▶ [Assigned task] Wherever a line holds the word "element", copy that line from the data.

**** Available data ****

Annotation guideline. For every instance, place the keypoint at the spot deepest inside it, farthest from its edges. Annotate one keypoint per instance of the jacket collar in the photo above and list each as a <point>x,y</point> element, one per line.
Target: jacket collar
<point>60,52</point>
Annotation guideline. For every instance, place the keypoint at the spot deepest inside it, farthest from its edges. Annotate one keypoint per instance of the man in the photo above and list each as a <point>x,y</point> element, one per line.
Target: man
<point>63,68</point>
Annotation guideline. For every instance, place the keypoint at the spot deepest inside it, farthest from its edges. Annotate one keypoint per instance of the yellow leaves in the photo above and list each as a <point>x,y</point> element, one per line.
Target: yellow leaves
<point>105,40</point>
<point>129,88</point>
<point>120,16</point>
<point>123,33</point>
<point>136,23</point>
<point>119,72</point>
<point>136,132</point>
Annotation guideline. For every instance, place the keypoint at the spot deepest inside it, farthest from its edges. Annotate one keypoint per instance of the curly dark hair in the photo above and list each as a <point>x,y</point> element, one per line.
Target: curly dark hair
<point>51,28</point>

****

▶ [Solution]
Annotation guideline. For every instance, place the keypoint at the spot deepest inside it, farthest from its edges. Annotate one keypoint per instance of the jacket collar in the photo above and list each as a <point>x,y</point> element, one per line.
Annotation guideline. For every instance, place the keypoint at the spot deepest inside it, farthest from its edges. Annotate one keypoint per instance of the man in the photo above and list each as a <point>x,y</point> element, one per line.
Annotation guideline. For every instance, place the keypoint at the spot deepest inside it, farthest from its edges. Annotate one keypoint per instance of the yellow leaves in the photo above and list each as a <point>x,y</point> element, one per line.
Annotation guideline. For every instance, place the keypoint at the spot deepest inside it, farthest from its edges. Annotate one keypoint per instance of the curly dark hair in the photo above and list each as a <point>x,y</point> element, one per line.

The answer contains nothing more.